** begin **

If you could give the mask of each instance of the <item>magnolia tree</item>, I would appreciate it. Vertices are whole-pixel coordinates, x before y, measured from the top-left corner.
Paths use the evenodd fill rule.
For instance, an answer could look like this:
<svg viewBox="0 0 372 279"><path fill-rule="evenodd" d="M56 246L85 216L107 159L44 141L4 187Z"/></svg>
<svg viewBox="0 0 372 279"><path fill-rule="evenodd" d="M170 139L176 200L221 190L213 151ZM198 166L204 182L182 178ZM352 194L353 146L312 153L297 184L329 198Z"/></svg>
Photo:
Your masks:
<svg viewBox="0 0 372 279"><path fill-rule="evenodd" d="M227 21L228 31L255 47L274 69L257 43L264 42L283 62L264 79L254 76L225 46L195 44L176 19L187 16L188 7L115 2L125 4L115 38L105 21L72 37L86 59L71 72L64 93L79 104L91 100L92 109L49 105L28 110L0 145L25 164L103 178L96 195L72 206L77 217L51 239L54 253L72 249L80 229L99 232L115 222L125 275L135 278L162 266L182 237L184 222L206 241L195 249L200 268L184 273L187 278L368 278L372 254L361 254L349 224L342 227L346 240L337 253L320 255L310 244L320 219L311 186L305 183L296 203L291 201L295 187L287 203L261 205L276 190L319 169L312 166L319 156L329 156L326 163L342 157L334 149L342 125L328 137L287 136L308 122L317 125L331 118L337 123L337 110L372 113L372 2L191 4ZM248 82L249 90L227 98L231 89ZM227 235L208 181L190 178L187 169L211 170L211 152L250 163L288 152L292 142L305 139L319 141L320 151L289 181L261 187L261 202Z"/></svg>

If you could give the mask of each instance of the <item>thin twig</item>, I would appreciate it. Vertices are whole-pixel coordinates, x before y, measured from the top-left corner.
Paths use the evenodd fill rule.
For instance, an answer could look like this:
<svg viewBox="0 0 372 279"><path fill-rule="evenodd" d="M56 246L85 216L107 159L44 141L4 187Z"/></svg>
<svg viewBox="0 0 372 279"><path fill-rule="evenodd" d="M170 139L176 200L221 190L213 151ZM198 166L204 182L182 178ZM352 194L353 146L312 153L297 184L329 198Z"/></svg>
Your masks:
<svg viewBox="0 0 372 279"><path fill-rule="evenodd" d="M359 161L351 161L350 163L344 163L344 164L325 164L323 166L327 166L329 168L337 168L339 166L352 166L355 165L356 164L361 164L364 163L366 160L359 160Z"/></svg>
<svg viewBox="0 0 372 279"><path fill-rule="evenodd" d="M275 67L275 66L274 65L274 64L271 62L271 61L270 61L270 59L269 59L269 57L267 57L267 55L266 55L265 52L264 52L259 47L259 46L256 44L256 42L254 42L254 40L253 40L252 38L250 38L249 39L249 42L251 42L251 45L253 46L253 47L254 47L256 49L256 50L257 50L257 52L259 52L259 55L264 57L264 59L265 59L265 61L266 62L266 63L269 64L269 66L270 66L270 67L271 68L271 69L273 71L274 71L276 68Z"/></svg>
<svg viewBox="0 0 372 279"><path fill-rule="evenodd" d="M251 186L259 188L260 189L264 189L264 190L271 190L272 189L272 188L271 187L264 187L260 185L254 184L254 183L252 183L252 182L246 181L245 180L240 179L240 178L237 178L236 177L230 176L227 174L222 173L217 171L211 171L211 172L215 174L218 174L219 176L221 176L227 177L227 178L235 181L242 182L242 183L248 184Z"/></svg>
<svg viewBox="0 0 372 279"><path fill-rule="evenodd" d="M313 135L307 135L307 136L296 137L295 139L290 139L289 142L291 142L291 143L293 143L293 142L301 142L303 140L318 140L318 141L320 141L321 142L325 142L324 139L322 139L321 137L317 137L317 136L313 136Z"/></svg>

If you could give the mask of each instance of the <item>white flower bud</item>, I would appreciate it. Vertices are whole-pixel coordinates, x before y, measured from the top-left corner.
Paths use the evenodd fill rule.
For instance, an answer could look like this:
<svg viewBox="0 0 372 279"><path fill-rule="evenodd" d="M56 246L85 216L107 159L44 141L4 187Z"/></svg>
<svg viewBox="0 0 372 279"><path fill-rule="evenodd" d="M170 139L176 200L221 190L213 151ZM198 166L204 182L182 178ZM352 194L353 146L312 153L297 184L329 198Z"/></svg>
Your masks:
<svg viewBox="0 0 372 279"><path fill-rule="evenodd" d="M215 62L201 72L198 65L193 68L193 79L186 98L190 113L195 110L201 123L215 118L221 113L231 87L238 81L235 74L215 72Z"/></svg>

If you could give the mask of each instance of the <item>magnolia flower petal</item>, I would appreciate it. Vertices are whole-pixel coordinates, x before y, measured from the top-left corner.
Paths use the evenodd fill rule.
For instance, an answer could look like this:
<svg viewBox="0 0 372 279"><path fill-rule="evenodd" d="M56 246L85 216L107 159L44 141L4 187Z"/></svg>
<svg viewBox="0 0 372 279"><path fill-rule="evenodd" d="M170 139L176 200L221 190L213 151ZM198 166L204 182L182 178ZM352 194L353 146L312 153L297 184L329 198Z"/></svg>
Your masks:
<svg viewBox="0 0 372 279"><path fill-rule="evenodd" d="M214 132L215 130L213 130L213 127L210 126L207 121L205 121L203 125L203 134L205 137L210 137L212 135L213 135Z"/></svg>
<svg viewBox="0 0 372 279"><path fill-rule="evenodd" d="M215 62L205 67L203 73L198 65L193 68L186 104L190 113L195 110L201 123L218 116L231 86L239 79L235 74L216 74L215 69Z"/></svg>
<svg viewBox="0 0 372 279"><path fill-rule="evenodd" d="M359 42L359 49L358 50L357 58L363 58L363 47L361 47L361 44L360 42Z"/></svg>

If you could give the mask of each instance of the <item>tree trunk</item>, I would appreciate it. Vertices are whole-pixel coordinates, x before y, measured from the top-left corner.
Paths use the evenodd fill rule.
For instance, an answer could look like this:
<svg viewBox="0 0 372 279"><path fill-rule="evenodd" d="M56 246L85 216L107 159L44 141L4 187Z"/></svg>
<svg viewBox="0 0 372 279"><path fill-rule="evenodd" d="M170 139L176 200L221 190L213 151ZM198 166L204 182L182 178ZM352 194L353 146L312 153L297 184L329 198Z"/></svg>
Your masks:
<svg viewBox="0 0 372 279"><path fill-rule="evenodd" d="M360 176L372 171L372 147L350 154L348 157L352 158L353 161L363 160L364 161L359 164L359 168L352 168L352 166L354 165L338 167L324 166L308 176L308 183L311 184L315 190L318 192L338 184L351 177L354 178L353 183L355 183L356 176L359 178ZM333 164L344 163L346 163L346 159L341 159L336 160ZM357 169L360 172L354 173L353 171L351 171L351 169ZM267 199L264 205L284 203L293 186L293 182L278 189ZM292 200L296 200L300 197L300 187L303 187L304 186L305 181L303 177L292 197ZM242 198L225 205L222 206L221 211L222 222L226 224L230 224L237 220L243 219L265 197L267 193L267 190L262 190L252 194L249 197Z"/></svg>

** end **

*Stated task*:
Extract each record, keeping it identical to the original.

*Solution below*:
If you could give the mask of each instance of the <item>magnolia tree</item>, I would appreciate it. Vertices are whole-pixel coordinates, x before y, measured from the top-left corner.
Paths use the evenodd fill rule.
For instance, an answer could look like this:
<svg viewBox="0 0 372 279"><path fill-rule="evenodd" d="M56 246L85 216L107 159L44 141L4 187Z"/></svg>
<svg viewBox="0 0 372 279"><path fill-rule="evenodd" d="M170 139L176 200L221 190L213 151ZM198 166L204 182L182 178ZM352 194L353 146L312 153L297 184L329 198Z"/></svg>
Photo:
Your masks:
<svg viewBox="0 0 372 279"><path fill-rule="evenodd" d="M227 21L228 31L255 47L274 69L257 43L264 42L283 62L264 79L254 76L225 46L195 44L176 19L187 16L188 7L115 2L125 4L115 38L105 21L72 37L86 59L71 72L64 93L79 104L91 100L92 109L49 105L28 110L0 145L25 164L103 178L96 195L72 206L77 217L51 239L54 253L72 249L80 229L99 232L115 222L125 275L135 278L162 266L182 237L184 222L206 241L195 249L200 268L184 273L187 278L368 278L372 254L361 254L349 224L342 227L346 240L337 253L320 255L310 244L320 219L311 186L305 183L296 203L291 201L295 187L287 203L261 205L276 190L319 169L312 166L319 156L329 156L326 163L342 157L334 149L342 125L328 137L287 136L308 122L317 125L331 118L337 123L337 110L372 113L372 2L191 4ZM248 82L249 90L227 98L231 89ZM227 235L208 181L190 178L187 169L211 170L211 152L250 163L288 152L292 142L305 139L319 141L320 151L289 181L261 187L261 202Z"/></svg>

If you could give the mask of each instance of the <item>thin twig</item>, I would appreciate it. Vertices are whole-pixel coordinates, x before y, measured from the top-left corner.
Paths use the evenodd fill rule.
For instance, an answer could look like this:
<svg viewBox="0 0 372 279"><path fill-rule="evenodd" d="M56 246L85 216L107 159L44 141L4 187Z"/></svg>
<svg viewBox="0 0 372 279"><path fill-rule="evenodd" d="M170 139L176 200L221 190L213 151ZM198 166L204 182L182 178ZM352 194L353 146L312 153L297 184L329 198Z"/></svg>
Your masks:
<svg viewBox="0 0 372 279"><path fill-rule="evenodd" d="M359 161L351 161L350 163L344 163L344 164L325 164L323 166L327 166L329 168L337 168L339 166L352 166L355 165L356 164L361 164L364 163L366 160L359 160Z"/></svg>
<svg viewBox="0 0 372 279"><path fill-rule="evenodd" d="M275 67L275 66L274 65L274 64L271 62L271 61L270 61L270 59L269 59L269 57L267 57L267 55L266 55L265 52L264 52L259 47L259 46L256 44L256 42L254 42L254 40L253 40L252 38L250 38L249 39L249 42L251 42L251 45L253 46L253 47L254 47L256 49L256 50L257 50L257 52L259 52L259 55L264 57L264 59L265 59L265 61L266 62L266 63L269 64L269 66L270 66L270 67L271 68L271 69L273 71L274 71L276 68Z"/></svg>
<svg viewBox="0 0 372 279"><path fill-rule="evenodd" d="M251 186L259 188L260 189L264 189L264 190L271 190L272 189L272 188L271 187L264 187L260 185L254 184L254 183L252 183L252 182L246 181L245 180L240 179L240 178L237 178L236 177L230 176L227 174L222 173L217 171L211 171L211 172L215 174L218 174L219 176L221 176L227 177L227 178L235 181L242 182L242 183L248 184Z"/></svg>
<svg viewBox="0 0 372 279"><path fill-rule="evenodd" d="M313 135L307 135L307 136L296 137L295 139L290 139L289 142L291 142L291 143L293 143L293 142L301 142L303 140L318 140L318 141L320 141L321 142L325 142L324 139L322 139L321 137L317 137L317 136L313 136Z"/></svg>

If you could give the mask of each instance of the <item>white flower bud</item>, I would appreciate it. Vertices are whole-pixel coordinates, x before y, measured from the top-left corner.
Paths use the evenodd fill rule.
For instance, an answer could look like this:
<svg viewBox="0 0 372 279"><path fill-rule="evenodd" d="M56 246L85 216L107 159L44 141L4 187Z"/></svg>
<svg viewBox="0 0 372 279"><path fill-rule="evenodd" d="M170 139L176 200L221 190L213 151ZM198 166L204 182L182 178ZM352 194L353 146L312 153L297 184L329 198Z"/></svg>
Your masks:
<svg viewBox="0 0 372 279"><path fill-rule="evenodd" d="M215 62L201 72L198 65L193 68L193 79L186 98L190 113L195 110L201 123L215 118L221 113L231 87L238 81L235 74L215 72Z"/></svg>

If you could give the mask of each instance of the <item>magnolia flower petal</item>, I would appreciate it. Vertices are whole-pixel coordinates, x before y, measured from the top-left corner.
Paths use the evenodd fill rule.
For instance, an answer could look like this:
<svg viewBox="0 0 372 279"><path fill-rule="evenodd" d="M56 246L85 216L107 159L44 141L4 187Z"/></svg>
<svg viewBox="0 0 372 279"><path fill-rule="evenodd" d="M170 139L176 200L221 190L213 151ZM198 166L204 182L182 178ZM352 194L353 146L312 153L297 184L329 198Z"/></svg>
Your masks:
<svg viewBox="0 0 372 279"><path fill-rule="evenodd" d="M214 132L215 130L213 130L213 127L210 126L207 121L205 121L203 125L203 134L205 137L210 137L212 135L213 135Z"/></svg>
<svg viewBox="0 0 372 279"><path fill-rule="evenodd" d="M215 62L205 67L203 73L198 65L193 68L186 104L190 113L195 110L201 123L218 116L231 86L239 79L235 74L216 74L215 69Z"/></svg>
<svg viewBox="0 0 372 279"><path fill-rule="evenodd" d="M359 42L359 49L358 50L357 58L363 58L363 47L361 47L361 44L360 42Z"/></svg>

If you could give the mask of each instance of the <item>tree trunk</item>, I would appreciate it. Vertices are whole-pixel coordinates, x before y, measured from the top-left corner.
Paths use the evenodd fill rule.
For instance, an answer could look like this:
<svg viewBox="0 0 372 279"><path fill-rule="evenodd" d="M56 246L85 216L107 159L44 141L4 187Z"/></svg>
<svg viewBox="0 0 372 279"><path fill-rule="evenodd" d="M170 139L176 200L221 190L213 151ZM198 166L204 182L182 178ZM352 194L353 146L312 153L297 184L329 198Z"/></svg>
Your masks:
<svg viewBox="0 0 372 279"><path fill-rule="evenodd" d="M360 176L372 171L372 147L350 154L348 157L352 158L353 161L363 160L364 161L359 164L359 168L352 168L352 166L354 165L338 167L324 166L308 176L308 183L311 184L315 190L318 192L338 184L351 177L354 178L353 183L355 183L356 176L359 178ZM333 164L344 163L346 163L346 159L341 159L336 160ZM357 169L360 172L354 173L353 171L351 171L351 169ZM267 199L264 205L284 203L293 186L293 182L278 189ZM292 200L296 200L300 197L300 187L303 187L304 186L305 181L303 177L292 197ZM242 198L225 205L222 206L221 211L222 222L226 224L230 224L237 220L243 219L265 197L267 193L267 190L262 190L252 194L249 197Z"/></svg>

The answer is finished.